* Supplied records:
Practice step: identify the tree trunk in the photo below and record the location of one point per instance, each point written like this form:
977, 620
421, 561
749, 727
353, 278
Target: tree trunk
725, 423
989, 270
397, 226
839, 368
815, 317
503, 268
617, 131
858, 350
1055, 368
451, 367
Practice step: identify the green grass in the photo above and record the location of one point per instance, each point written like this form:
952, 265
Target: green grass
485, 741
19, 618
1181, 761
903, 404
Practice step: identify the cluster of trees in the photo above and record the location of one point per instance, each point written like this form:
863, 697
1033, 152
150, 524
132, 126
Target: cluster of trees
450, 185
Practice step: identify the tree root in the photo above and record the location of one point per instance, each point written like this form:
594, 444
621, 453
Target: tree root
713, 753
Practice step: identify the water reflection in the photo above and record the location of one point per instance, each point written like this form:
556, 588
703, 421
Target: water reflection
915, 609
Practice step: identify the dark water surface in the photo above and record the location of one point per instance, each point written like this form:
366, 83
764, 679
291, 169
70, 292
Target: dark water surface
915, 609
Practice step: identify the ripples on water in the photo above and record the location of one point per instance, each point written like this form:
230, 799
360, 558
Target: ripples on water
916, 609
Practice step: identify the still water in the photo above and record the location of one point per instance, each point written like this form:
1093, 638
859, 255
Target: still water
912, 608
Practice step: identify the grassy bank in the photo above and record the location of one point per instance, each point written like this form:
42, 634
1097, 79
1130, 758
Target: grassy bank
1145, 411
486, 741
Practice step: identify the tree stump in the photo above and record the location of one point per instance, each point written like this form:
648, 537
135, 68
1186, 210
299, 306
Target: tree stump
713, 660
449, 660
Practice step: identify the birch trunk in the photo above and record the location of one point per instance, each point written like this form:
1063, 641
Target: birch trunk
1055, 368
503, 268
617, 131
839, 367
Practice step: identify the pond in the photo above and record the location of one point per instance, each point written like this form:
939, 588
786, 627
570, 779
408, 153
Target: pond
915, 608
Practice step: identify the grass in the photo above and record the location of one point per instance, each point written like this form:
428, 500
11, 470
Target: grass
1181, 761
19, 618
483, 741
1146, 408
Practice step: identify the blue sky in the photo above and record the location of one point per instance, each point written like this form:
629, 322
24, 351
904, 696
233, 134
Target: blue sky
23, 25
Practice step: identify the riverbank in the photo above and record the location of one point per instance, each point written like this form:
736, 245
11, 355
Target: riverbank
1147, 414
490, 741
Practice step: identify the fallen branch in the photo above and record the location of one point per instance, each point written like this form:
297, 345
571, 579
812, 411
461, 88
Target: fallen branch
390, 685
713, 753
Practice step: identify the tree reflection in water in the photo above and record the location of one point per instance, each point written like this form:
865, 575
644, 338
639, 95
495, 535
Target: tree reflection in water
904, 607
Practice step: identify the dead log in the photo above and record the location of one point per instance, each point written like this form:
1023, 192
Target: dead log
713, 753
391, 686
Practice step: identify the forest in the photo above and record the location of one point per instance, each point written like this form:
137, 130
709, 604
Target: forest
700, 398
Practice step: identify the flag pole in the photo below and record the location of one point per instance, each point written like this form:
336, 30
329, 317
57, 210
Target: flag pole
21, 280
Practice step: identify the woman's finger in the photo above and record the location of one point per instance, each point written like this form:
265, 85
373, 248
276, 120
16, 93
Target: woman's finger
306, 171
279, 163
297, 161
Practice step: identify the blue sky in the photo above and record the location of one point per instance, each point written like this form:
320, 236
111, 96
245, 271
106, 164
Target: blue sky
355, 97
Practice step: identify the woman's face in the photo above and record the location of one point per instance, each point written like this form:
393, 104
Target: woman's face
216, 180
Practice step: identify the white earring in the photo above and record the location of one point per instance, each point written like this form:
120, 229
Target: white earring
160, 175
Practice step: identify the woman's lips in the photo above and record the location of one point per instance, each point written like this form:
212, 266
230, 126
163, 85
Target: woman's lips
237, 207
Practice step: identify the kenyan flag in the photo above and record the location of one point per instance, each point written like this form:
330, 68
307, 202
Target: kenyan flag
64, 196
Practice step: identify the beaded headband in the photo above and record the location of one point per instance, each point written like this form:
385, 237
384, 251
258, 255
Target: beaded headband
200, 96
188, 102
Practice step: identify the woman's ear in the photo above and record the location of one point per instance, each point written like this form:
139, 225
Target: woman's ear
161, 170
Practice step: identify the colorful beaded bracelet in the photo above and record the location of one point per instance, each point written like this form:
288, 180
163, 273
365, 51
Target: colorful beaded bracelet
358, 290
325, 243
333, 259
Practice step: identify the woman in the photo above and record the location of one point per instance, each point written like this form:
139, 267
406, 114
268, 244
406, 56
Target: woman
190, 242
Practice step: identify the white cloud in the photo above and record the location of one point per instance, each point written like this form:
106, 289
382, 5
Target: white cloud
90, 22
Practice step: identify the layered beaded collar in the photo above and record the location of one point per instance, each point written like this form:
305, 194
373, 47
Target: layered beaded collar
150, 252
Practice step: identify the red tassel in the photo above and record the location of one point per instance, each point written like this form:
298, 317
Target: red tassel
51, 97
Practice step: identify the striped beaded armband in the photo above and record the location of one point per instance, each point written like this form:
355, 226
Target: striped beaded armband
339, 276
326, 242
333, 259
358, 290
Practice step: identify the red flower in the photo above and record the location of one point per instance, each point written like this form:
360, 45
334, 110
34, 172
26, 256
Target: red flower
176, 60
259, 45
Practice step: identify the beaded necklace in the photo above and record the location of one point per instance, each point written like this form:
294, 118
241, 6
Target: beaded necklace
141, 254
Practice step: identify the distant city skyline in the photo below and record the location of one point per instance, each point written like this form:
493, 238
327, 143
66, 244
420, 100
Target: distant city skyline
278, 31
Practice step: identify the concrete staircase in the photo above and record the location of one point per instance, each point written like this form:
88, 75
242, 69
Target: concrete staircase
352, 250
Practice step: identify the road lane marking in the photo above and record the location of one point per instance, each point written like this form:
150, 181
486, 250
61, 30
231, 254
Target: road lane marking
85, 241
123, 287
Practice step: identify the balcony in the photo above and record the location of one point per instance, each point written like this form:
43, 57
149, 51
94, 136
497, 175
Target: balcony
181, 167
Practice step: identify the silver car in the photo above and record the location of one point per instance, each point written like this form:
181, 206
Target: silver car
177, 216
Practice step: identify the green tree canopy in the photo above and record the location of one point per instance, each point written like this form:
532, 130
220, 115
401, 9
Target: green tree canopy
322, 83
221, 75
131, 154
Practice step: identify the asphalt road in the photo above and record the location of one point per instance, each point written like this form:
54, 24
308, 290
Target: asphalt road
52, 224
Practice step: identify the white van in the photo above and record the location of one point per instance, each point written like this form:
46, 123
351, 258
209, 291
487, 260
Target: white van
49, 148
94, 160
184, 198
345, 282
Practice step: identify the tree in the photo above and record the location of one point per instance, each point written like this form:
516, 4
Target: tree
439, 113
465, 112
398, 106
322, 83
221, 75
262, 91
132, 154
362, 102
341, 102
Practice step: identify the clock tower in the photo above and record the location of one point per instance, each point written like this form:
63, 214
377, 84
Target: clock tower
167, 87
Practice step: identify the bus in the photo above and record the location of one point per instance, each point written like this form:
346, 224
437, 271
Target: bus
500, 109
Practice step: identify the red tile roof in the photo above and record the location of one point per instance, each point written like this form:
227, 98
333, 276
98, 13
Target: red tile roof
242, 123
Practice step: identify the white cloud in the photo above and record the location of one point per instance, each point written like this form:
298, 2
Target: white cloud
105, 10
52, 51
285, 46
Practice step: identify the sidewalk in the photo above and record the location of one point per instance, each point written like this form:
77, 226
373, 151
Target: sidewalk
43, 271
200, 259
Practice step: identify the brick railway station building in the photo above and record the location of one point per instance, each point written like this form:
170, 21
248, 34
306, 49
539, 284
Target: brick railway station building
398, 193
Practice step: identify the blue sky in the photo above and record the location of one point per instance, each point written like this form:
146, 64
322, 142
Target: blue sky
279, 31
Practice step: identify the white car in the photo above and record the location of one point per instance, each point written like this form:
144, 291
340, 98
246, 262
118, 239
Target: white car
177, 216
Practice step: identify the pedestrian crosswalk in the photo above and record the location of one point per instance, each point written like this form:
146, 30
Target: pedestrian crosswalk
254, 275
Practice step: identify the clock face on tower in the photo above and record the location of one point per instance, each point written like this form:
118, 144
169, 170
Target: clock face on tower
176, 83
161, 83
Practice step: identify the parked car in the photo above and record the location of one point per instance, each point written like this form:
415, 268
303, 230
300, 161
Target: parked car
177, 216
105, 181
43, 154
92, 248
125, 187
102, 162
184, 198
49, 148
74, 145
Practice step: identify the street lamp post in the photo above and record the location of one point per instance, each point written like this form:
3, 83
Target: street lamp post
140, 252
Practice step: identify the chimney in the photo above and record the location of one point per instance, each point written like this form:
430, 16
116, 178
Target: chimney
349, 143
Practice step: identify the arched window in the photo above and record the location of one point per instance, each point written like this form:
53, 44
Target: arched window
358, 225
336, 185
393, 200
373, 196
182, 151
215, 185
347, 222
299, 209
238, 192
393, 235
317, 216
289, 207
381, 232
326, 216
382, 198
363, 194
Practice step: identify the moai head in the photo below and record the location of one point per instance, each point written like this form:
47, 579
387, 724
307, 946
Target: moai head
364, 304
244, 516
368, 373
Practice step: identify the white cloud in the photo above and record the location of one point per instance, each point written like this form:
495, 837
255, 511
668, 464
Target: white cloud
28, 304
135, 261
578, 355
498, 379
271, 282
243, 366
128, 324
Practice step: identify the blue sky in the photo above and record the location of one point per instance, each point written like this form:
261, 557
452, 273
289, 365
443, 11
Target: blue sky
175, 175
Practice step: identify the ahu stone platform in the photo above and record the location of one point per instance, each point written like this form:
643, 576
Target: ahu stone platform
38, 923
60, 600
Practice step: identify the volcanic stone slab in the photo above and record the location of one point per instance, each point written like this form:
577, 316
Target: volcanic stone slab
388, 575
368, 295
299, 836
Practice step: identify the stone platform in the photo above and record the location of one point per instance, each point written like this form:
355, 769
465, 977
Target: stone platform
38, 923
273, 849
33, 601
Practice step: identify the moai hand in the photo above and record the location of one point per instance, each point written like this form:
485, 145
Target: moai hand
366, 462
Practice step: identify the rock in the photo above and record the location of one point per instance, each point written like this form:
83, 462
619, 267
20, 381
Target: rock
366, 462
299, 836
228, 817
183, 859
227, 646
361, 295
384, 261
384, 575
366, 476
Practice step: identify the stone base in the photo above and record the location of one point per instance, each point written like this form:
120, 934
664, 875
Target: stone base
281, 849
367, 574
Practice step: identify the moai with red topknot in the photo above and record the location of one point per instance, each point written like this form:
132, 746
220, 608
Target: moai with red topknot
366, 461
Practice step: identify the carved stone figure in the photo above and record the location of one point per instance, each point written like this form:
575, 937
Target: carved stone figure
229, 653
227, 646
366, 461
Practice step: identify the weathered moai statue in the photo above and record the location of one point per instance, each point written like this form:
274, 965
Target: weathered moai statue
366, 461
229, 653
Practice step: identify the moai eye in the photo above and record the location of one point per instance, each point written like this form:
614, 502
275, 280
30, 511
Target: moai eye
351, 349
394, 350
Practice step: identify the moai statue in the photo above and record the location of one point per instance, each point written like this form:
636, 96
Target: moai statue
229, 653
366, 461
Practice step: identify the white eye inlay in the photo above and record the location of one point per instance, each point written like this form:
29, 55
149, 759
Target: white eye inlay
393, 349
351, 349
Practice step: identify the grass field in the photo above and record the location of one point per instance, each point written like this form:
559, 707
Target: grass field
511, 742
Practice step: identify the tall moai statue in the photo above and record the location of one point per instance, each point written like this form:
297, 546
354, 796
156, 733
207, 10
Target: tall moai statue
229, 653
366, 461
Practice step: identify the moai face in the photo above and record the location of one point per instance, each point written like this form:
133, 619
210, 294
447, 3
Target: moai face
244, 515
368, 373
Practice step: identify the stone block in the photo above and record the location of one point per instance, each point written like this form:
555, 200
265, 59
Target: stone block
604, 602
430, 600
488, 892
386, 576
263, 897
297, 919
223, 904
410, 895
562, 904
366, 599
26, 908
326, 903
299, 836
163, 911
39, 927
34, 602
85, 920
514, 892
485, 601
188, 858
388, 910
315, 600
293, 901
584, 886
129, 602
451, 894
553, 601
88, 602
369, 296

* Stated exercise:
Output only the lines from the one holding "Practice step: identify the weathered" through the last line above, exactly as they appear.

* Exercise result:
Practice step: identify the weathered moai statue in the photo above and record the location of one point per instance, each point written like this form:
274, 965
Target: weathered moai statue
366, 461
229, 653
Practice step: identify the moai eye in the photo above and record the location of one point per instance, each point written like this form:
614, 502
275, 280
30, 511
Target: moai eye
351, 349
394, 350
Practice step: identify the moai statue in the photo above and record the location of one point per instance, each point written like this form:
636, 96
Target: moai statue
229, 653
366, 461
Practice step: identify the white eye inlay in the photo above and record the location of one point per instance, each point written like this form:
29, 55
149, 759
Target: white eye inlay
393, 349
351, 349
Practice step: identify the grass field in the photo above and record the location of one point per instance, each point written like this form:
559, 707
Target: grass field
511, 742
Practice step: identify the tall moai statue in the photo above and record the location of one point per instance, each point written like this form:
297, 546
354, 796
156, 733
207, 10
Target: tall moai statue
229, 653
366, 461
Practice step: identify the moai face in the photo above and record the location of one point per instance, each point written like this form:
133, 619
210, 294
447, 3
Target: moai face
244, 515
368, 373
Practice step: identify the stone block in the photo above and record the location of one point per instance, each point written like this form:
555, 200
265, 59
Target: stone block
604, 602
430, 600
488, 892
386, 576
263, 897
297, 919
223, 904
410, 895
562, 904
366, 599
26, 908
326, 903
299, 836
163, 911
39, 927
34, 602
85, 920
514, 892
485, 601
188, 858
388, 910
315, 600
293, 901
584, 886
129, 602
451, 894
553, 601
88, 602
369, 296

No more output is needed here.